What the task asks —
Produce an exact copy of the lines below, starting at the first and ending with the line containing "x=899, y=39".
───── Dataset entries
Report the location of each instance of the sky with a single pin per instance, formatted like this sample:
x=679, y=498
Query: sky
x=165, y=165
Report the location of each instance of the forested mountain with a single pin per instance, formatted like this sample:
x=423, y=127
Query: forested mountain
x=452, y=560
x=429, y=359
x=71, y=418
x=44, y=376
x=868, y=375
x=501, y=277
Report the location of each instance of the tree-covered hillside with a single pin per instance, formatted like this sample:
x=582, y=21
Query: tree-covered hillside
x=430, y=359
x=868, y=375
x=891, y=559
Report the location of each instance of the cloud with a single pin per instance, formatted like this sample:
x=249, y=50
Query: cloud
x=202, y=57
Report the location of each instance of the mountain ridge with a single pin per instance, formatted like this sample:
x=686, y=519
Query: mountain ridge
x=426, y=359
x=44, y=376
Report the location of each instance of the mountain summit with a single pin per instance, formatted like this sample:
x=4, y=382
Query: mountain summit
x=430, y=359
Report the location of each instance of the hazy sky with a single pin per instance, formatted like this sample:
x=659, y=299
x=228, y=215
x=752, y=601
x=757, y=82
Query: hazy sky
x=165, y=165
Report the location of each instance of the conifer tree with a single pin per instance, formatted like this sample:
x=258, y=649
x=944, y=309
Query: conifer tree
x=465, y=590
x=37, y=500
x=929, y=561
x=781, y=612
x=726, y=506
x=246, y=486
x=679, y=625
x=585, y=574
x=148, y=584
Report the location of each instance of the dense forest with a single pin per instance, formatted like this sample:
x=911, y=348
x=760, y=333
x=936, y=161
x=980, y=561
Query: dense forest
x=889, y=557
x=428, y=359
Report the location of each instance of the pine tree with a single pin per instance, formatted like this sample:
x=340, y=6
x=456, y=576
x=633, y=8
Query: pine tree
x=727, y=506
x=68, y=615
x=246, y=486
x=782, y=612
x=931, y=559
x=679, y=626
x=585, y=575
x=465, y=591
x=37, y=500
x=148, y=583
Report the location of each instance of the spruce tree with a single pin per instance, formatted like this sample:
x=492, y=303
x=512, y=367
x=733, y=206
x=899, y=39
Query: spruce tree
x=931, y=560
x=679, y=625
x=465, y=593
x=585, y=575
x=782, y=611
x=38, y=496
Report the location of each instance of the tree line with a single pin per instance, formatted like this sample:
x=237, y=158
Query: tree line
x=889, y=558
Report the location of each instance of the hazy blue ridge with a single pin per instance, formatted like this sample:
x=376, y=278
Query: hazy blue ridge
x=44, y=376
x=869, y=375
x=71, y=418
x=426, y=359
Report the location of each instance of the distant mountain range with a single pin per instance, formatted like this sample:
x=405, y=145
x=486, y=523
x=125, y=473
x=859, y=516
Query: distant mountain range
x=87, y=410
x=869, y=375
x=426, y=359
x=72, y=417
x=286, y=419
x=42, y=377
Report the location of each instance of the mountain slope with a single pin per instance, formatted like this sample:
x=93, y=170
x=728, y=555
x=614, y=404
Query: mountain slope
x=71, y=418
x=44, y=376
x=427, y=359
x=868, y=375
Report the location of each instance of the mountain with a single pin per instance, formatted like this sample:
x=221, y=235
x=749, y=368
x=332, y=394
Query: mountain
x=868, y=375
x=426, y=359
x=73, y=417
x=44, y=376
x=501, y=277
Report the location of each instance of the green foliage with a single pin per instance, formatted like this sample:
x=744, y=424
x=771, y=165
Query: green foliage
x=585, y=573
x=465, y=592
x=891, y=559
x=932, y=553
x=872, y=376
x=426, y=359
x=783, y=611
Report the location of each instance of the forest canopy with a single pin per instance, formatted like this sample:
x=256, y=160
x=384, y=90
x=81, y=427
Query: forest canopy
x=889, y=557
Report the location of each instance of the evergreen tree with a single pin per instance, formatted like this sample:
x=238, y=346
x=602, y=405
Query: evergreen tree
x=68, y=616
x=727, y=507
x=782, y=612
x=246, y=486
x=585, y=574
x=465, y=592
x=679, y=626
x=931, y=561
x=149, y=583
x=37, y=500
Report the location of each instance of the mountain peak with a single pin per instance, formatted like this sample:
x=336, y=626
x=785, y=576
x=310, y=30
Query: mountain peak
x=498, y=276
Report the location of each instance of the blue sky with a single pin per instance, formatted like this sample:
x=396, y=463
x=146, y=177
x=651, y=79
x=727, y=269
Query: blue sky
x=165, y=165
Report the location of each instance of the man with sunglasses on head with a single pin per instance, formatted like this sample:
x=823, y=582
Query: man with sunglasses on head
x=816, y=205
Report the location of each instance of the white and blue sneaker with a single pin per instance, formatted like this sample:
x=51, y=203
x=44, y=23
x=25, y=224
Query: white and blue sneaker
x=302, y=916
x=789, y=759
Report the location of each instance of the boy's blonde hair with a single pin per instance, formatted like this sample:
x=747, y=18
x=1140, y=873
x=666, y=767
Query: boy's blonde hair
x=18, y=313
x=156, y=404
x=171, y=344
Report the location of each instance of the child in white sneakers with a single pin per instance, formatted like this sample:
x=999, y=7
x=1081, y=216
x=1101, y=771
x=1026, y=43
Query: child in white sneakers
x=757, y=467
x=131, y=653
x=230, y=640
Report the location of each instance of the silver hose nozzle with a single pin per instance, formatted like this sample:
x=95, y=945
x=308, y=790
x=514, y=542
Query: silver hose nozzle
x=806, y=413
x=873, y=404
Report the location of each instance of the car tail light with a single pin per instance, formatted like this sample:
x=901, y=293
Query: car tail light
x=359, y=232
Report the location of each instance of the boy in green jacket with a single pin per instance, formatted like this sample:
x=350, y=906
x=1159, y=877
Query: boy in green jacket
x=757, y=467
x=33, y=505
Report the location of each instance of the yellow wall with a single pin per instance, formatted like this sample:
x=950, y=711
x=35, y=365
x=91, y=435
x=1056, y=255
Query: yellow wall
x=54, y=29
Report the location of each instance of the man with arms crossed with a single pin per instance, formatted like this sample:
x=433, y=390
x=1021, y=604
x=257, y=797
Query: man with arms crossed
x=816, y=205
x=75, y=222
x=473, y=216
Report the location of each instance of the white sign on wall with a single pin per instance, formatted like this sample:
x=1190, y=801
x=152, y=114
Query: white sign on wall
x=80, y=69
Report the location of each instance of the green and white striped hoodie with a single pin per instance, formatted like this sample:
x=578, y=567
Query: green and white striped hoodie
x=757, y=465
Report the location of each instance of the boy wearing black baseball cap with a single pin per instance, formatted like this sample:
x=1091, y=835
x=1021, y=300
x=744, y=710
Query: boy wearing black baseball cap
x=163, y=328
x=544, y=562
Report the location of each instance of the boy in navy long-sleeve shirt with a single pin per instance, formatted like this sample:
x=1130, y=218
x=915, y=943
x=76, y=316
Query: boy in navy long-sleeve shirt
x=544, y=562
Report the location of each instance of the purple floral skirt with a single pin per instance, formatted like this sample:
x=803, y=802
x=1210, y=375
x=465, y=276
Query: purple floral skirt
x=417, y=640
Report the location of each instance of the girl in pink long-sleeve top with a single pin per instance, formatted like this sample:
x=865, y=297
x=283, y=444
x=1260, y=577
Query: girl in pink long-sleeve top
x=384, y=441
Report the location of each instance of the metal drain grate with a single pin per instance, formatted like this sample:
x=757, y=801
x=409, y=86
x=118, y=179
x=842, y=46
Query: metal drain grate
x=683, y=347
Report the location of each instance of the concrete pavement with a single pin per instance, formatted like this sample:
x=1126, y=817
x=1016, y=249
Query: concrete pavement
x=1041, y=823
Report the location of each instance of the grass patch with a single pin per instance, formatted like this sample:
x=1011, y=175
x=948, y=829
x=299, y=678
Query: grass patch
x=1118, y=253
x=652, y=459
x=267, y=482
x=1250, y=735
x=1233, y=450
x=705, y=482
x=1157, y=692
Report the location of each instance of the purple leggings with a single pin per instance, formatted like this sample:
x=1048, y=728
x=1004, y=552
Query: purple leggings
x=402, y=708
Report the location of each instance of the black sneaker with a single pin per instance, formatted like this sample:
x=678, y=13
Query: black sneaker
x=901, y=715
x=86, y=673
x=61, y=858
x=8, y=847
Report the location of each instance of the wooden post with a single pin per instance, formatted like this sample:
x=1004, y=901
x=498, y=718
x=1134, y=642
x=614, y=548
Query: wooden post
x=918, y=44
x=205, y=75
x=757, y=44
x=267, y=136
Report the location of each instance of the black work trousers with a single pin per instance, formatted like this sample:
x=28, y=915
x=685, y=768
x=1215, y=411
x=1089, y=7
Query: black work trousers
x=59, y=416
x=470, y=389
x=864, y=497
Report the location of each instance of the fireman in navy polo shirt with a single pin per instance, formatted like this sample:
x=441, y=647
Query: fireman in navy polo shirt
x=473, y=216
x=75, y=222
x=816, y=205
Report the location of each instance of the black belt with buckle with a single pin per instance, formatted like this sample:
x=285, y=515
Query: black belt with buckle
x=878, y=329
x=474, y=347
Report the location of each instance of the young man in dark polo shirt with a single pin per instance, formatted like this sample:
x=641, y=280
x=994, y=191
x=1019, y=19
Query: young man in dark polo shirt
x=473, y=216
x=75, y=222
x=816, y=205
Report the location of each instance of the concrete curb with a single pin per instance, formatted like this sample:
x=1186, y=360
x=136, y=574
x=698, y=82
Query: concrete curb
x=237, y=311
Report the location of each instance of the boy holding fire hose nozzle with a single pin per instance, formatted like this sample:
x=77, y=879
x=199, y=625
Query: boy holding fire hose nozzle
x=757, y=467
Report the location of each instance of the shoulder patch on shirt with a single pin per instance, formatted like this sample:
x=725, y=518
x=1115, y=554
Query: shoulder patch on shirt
──────────
Task answer —
Report the location of each instance of the sky with a single pin per instance, formatted like this sample:
x=679, y=498
Query: sky
x=165, y=165
Report the location of each instance of the forested mountain with a single pin per instance, formatted like this sample:
x=423, y=127
Query: forested mountain
x=452, y=560
x=429, y=359
x=71, y=418
x=44, y=376
x=868, y=375
x=501, y=277
Report the location of each instance of the tree-covered hillside with a single pin per instance, formatted like this sample:
x=582, y=21
Query: tree-covered hillside
x=430, y=359
x=868, y=375
x=891, y=559
Report the location of each instance of the cloud with a single pin per instance, formatted like this sample:
x=249, y=50
Query: cloud
x=202, y=57
Report the location of each instance of the mountain ridge with a single pin per instance, formatted like this sample:
x=686, y=519
Query: mountain ridge
x=426, y=359
x=44, y=376
Report the location of each instance of the mountain summit with a single pin per instance, formatted like this sample:
x=4, y=382
Query: mountain summit
x=430, y=359
Report the location of each instance of the hazy sky with a single pin per instance, formatted like this sample:
x=659, y=299
x=228, y=215
x=752, y=601
x=757, y=82
Query: hazy sky
x=165, y=165
Report the location of each instance of the conifer tree with a single pin per instance, formatted like this sample:
x=258, y=649
x=944, y=309
Query: conifer tree
x=465, y=590
x=37, y=500
x=929, y=561
x=781, y=612
x=726, y=506
x=246, y=486
x=679, y=625
x=585, y=574
x=148, y=584
Report the location of each instance of the dense forest with a single pin per instance, formatted like this sample:
x=911, y=348
x=760, y=333
x=936, y=161
x=980, y=561
Query: dense forest
x=889, y=557
x=428, y=359
Report the location of each instance of the pine tree with a single pin per instance, formatted like this sample:
x=340, y=6
x=456, y=576
x=633, y=8
Query: pine tree
x=727, y=506
x=68, y=615
x=246, y=486
x=782, y=612
x=931, y=559
x=679, y=626
x=585, y=575
x=465, y=591
x=37, y=500
x=148, y=583
Report the location of each instance of the spruce tree with a single pin per instance, formatted like this sample:
x=492, y=303
x=512, y=367
x=733, y=206
x=899, y=39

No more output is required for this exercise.